The Jerusalem Post Lite is an Israeli weekly easy-English newspaper/magazine for improving English. It was founded on 16 July 2009 by Jerusalem Post Group CEO Ronit Hassin Hochman. The weekly readership numbers are in the tens of thousands.

Purpose
The Jerusalem Post Lite was created to answer an increasing demand in Israel for ESL (English as Second Language) studies on one's free time, as opposed to a school, university or other limited courses.

Format
The Jerusalem Post Lite has 32 pages. Only three of them are dedicated to advertisement. Readers have often asked for advertisement in Hebrew.
Readers receive a weekly newspaper format with subjects running across the board, from hard news to light easy-reading articles.
The success of the Jerusalem Post Lite is anchored in the fact that on each page there is a dictionary that translates specific words by context, and not literally, into Hebrew and into phonetic pronunciation. 
There are three levels of English in the Jerusalem Post Lite. Each article has a level: one, two or three stars.
On the last pages there are English exercises and crosswords.

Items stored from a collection
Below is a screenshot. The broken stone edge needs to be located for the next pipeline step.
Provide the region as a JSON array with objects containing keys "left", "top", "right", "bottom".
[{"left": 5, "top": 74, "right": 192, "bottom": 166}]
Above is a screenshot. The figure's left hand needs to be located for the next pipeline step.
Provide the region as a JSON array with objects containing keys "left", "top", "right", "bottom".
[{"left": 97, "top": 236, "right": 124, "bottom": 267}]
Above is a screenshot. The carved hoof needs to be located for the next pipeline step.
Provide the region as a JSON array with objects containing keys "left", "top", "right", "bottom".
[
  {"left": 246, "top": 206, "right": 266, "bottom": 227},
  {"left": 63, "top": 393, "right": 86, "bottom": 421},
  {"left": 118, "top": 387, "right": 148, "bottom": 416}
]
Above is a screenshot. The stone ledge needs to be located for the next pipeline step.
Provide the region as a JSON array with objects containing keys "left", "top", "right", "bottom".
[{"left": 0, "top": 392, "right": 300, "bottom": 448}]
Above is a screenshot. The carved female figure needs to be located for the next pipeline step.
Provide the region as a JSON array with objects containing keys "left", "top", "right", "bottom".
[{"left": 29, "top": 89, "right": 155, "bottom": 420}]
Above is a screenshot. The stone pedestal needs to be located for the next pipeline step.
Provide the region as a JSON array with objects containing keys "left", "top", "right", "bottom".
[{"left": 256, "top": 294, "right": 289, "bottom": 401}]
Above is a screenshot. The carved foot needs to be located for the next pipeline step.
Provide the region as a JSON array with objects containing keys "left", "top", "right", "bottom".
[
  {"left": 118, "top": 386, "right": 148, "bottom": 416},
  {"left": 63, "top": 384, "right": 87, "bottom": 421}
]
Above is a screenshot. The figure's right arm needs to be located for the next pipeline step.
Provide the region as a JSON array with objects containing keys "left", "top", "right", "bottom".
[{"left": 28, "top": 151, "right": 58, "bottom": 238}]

---

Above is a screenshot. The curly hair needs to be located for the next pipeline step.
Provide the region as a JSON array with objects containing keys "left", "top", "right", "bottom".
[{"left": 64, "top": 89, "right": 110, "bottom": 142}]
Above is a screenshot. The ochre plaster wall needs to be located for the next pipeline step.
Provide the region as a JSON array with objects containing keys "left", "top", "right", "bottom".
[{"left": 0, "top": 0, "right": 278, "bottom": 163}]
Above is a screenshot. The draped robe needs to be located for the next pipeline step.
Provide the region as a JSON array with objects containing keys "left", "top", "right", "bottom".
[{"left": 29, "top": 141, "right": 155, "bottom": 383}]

## WHAT TO PRODUCE:
Retype the passage on the Jerusalem Post Lite word for word, starting with "The success of" and going on through "exercises and crosswords.".

## FULL OUTPUT:
The success of the Jerusalem Post Lite is anchored in the fact that on each page there is a dictionary that translates specific words by context, and not literally, into Hebrew and into phonetic pronunciation. 
There are three levels of English in the Jerusalem Post Lite. Each article has a level: one, two or three stars.
On the last pages there are English exercises and crosswords.